- **Task requirements**
1. In the letter, rewrite everything from "Thanks also for" down to "info see http://www.philosophypathways.com/programs/lond.html.", swapping "BA" for "Bachelor of Arts" each time it occurs.
2. Answer these questions from the letter:
(a) On what date did Anthony send the email containing his third essay?
(b) How many modules does the Diploma in Philosophy require?
(c) How is each module examined for external students?
3. According to the letter, why does a student who takes the BA via the Diploma have to do one extra module?

- **Text to read**
....

Monday, September 3, 2012

Untangling the concept of truth

To: Anthony K.
From: Geoffrey Klempner
Subject: Untangling the concept of truth
Date: 9th April 2008 11:06

Dear Anthony,

Thank you for your email of 27 March with your third essay for Possible World Machine entitled, 'Subsections of Truth: A brief overview'.

Thanks also for your email of a couple of days ago (apologies for the delay in my response) regarding the BA at Birkbeck.

Birkbeck College, as a constituent college of London University take students for the BA in Philosophy (including myself 1972-76!). These are known as 'internal students'.

However, Birkbeck are also responsible for administering the University of London 'external system' (aka 'external programme') which is the distance learning option. A number of my students are taking the Diploma in Philosophy and BA in Philosophy through the external system.

For more info see http://www.philosophypathways.com/programs/lond.html.

The BA degree is exactly the same in both cases. However, for external students each of the modules is examined by a three hour paper (there will be an examination centre not too far from where you live).

On the basis of the work which you have done for me so far, I would advise against applying for the BA course as an external student. A better option for you would be to take the Diploma in Philosophy followed by the BA.

The Diploma requires four modules, including a special introductory module, while the BA requires ten modules. In other words, if you take the BA via the Diploma you have to do one extra module.

....

[Entries from a dataset]
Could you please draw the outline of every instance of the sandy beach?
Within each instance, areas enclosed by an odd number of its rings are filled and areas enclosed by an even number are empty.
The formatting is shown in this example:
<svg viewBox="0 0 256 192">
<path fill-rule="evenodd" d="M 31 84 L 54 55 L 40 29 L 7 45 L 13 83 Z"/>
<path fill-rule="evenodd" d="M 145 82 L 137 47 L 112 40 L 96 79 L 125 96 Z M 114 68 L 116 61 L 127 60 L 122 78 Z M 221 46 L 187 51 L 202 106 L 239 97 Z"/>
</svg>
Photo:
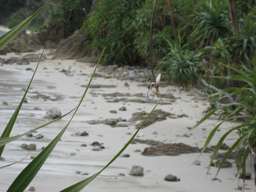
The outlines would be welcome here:
<svg viewBox="0 0 256 192">
<path fill-rule="evenodd" d="M 6 60 L 12 57 L 20 58 L 31 54 L 40 56 L 42 51 L 10 53 L 0 55 L 0 58 Z M 46 112 L 52 107 L 58 108 L 64 114 L 78 104 L 95 65 L 74 60 L 51 60 L 53 52 L 52 50 L 45 50 L 44 58 L 40 64 L 26 97 L 28 102 L 22 105 L 11 136 L 23 133 L 50 120 L 44 117 Z M 24 94 L 22 89 L 28 85 L 37 64 L 36 62 L 30 62 L 29 64 L 18 65 L 16 62 L 12 64 L 1 64 L 0 60 L 0 132 L 4 130 L 22 99 Z M 110 74 L 104 70 L 100 70 L 103 68 L 100 66 L 97 70 L 99 75 L 94 77 L 92 82 L 94 86 L 89 88 L 61 140 L 26 190 L 33 186 L 36 192 L 58 192 L 96 173 L 117 154 L 130 138 L 131 134 L 136 132 L 135 127 L 141 121 L 129 121 L 133 117 L 132 114 L 143 111 L 149 113 L 154 108 L 155 103 L 143 102 L 146 100 L 146 88 L 141 85 L 142 82 L 117 79 L 113 75 L 114 71 Z M 113 86 L 108 87 L 107 86 L 110 85 Z M 203 112 L 209 106 L 209 103 L 203 96 L 197 94 L 196 90 L 187 92 L 184 90 L 180 90 L 178 88 L 168 86 L 160 86 L 160 90 L 162 94 L 172 94 L 174 98 L 164 98 L 161 102 L 165 104 L 158 105 L 156 110 L 161 110 L 171 115 L 166 116 L 165 120 L 157 121 L 141 129 L 137 135 L 140 136 L 136 138 L 143 140 L 152 140 L 164 144 L 183 143 L 202 148 L 211 131 L 216 125 L 217 117 L 206 121 L 188 133 L 187 137 L 176 139 L 178 136 L 188 131 L 189 128 L 188 128 L 192 127 L 203 117 Z M 117 92 L 122 94 L 119 95 L 122 96 L 113 96 Z M 126 94 L 127 94 L 124 96 Z M 117 101 L 115 101 L 116 99 L 119 99 L 119 101 L 114 102 Z M 7 104 L 4 104 L 4 102 Z M 122 106 L 126 110 L 120 110 Z M 110 112 L 111 110 L 117 112 Z M 23 144 L 35 144 L 36 150 L 31 150 L 28 157 L 22 162 L 0 170 L 0 192 L 6 191 L 22 170 L 32 160 L 32 156 L 42 151 L 42 147 L 46 146 L 55 138 L 71 117 L 71 115 L 69 114 L 40 129 L 37 132 L 32 133 L 33 137 L 23 136 L 6 145 L 2 155 L 4 160 L 0 160 L 0 166 L 24 158 L 28 150 L 21 148 Z M 118 118 L 121 118 L 123 121 L 118 122 L 115 126 L 102 123 L 106 119 Z M 92 124 L 92 121 L 97 123 Z M 220 131 L 216 132 L 209 146 L 216 145 L 220 137 L 234 125 L 231 122 L 224 123 L 220 129 Z M 88 136 L 74 136 L 76 133 L 85 131 Z M 35 138 L 34 136 L 39 134 L 44 137 Z M 236 133 L 232 133 L 224 142 L 230 146 L 238 137 Z M 90 145 L 94 142 L 101 144 L 105 148 L 95 150 L 94 147 Z M 86 146 L 82 146 L 83 144 Z M 129 154 L 130 157 L 118 158 L 82 191 L 228 192 L 238 190 L 237 178 L 234 181 L 237 172 L 234 160 L 229 160 L 232 163 L 232 167 L 222 169 L 216 177 L 218 180 L 214 182 L 212 179 L 215 177 L 218 168 L 211 167 L 209 174 L 206 174 L 212 152 L 203 154 L 198 159 L 200 165 L 196 165 L 192 164 L 199 156 L 199 152 L 178 156 L 150 156 L 141 154 L 145 148 L 150 147 L 148 144 L 138 142 L 130 144 L 123 153 Z M 138 151 L 136 150 L 141 152 L 136 152 Z M 222 150 L 220 152 L 226 151 Z M 253 166 L 250 165 L 252 164 L 250 160 L 248 160 L 247 164 L 247 172 L 254 175 Z M 144 176 L 129 175 L 134 165 L 143 168 Z M 125 176 L 118 175 L 120 174 Z M 180 181 L 165 180 L 165 177 L 168 174 L 176 176 Z M 246 180 L 245 191 L 254 191 L 254 180 L 253 175 L 250 180 Z M 240 186 L 242 184 L 240 180 Z"/>
</svg>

....

- **Expected answers**
1.
Thanks also for your email of a couple of days ago (apologies for the delay in my response) regarding the Bachelor of Arts at Birkbeck.

Birkbeck College, as a constituent college of London University take students for the Bachelor of Arts in Philosophy (including myself 1972-76!). These are known as 'internal students'.

However, Birkbeck are also responsible for administering the University of London 'external system' (aka 'external programme') which is the distance learning option. A number of my students are taking the Diploma in Philosophy and Bachelor of Arts in Philosophy through the external system.

For more info see http://www.philosophypathways.com/programs/lond.html.

2.
(a) 27 March
(b) Four
(c) By a three hour paper

3. The Diploma requires four modules, including a special introductory module, and the BA requires ten. The letter states that this means a student who takes the BA via the Diploma has to do one extra module.